WHAT NEEDS TO BE DONE: Convert the records below into a Markdown table with two columns, Row and Line, giving each line a row number and skipping blank lines. Leave the pictures out of the table.

GIVEN RECORDS:
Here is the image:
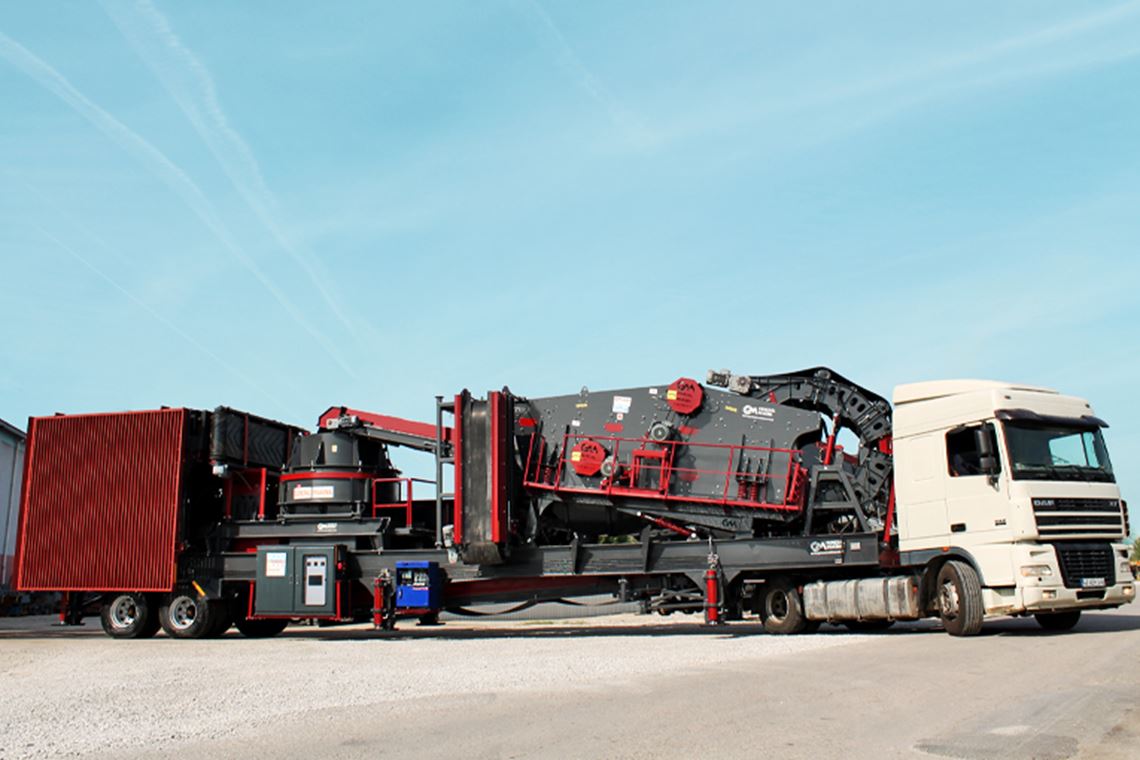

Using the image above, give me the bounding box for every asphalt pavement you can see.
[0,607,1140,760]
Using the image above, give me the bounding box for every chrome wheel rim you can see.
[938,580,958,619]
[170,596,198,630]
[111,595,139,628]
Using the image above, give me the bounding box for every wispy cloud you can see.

COMPLETED TASK:
| Row | Line |
|---|---|
| 1 | Here is the image: |
| 2 | Using the image above, give me the bounding box for every asphalt pavement you can see. |
| 3 | [0,607,1140,760] |
| 4 | Using the image above, give me the bounding box for every chrome wheel rim you can see. |
| 5 | [938,580,958,619] |
| 6 | [170,596,198,630] |
| 7 | [111,595,139,628] |
| 8 | Using the image above, give me the bounding box for every wispy cloud you can see. |